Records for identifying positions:
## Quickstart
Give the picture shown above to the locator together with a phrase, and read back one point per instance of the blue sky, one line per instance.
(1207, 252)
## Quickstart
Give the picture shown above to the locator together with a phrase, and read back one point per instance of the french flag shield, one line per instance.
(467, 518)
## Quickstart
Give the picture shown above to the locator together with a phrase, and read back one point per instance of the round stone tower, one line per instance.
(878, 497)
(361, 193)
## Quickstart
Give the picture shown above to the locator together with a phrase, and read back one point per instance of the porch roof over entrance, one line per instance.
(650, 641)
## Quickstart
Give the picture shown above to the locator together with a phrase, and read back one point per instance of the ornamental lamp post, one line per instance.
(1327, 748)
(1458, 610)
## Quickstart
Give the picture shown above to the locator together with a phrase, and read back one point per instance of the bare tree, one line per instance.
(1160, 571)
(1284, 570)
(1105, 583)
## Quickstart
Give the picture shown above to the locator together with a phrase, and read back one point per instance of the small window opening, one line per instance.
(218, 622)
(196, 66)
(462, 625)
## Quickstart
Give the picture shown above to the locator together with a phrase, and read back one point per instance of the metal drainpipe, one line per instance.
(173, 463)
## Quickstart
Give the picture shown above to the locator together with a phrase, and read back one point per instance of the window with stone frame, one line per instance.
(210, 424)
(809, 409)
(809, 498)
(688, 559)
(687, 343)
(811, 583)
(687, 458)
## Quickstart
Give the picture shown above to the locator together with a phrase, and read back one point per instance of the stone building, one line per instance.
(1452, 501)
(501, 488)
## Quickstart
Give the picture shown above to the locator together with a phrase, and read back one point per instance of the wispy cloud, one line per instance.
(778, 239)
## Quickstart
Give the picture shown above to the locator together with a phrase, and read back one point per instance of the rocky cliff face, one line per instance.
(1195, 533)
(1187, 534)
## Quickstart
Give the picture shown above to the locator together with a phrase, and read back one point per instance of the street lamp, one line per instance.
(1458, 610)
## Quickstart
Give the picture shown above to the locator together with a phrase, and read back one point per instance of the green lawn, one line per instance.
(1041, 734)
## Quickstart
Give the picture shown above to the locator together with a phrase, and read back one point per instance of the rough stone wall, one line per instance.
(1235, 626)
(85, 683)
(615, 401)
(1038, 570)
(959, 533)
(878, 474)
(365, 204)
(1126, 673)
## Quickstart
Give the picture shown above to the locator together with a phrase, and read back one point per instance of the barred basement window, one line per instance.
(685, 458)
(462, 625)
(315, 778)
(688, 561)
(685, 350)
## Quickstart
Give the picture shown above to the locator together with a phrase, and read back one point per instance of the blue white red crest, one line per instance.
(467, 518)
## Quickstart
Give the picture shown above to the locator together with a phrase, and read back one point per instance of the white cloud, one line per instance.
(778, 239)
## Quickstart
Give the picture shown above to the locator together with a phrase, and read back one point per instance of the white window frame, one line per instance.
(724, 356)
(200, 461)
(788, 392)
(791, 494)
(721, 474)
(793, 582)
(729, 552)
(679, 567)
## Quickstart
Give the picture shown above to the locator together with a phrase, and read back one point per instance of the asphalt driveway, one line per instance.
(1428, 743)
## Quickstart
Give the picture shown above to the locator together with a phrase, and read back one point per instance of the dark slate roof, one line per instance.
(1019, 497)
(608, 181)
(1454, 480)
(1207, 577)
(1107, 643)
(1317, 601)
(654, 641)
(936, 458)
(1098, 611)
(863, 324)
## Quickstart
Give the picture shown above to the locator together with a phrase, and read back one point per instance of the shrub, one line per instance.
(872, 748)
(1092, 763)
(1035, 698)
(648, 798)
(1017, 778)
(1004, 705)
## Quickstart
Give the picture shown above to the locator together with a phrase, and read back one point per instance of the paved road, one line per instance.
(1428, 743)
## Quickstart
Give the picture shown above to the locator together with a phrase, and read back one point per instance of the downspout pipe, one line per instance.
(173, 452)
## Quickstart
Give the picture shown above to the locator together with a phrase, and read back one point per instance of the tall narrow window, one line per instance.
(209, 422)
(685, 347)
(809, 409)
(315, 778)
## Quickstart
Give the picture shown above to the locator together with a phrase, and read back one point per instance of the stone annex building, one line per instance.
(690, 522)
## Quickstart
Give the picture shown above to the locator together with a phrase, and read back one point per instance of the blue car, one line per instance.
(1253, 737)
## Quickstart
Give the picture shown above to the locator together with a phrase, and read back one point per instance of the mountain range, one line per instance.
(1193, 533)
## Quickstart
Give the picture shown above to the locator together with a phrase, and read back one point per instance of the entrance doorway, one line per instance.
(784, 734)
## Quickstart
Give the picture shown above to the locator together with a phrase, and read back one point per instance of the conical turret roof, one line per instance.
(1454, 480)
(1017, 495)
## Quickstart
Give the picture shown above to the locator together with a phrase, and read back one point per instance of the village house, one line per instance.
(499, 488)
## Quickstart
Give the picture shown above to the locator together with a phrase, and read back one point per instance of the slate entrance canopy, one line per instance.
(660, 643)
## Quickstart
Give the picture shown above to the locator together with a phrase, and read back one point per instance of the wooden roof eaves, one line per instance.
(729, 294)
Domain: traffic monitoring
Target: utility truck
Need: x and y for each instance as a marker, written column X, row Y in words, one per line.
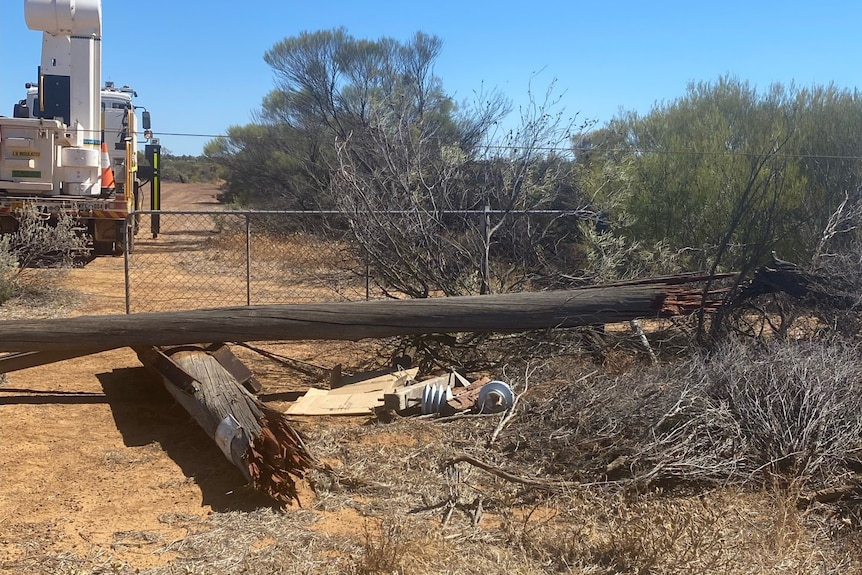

* **Brief**
Count the lines of the records that contain the word "frame" and give only that number.

* **Result for this exercise**
2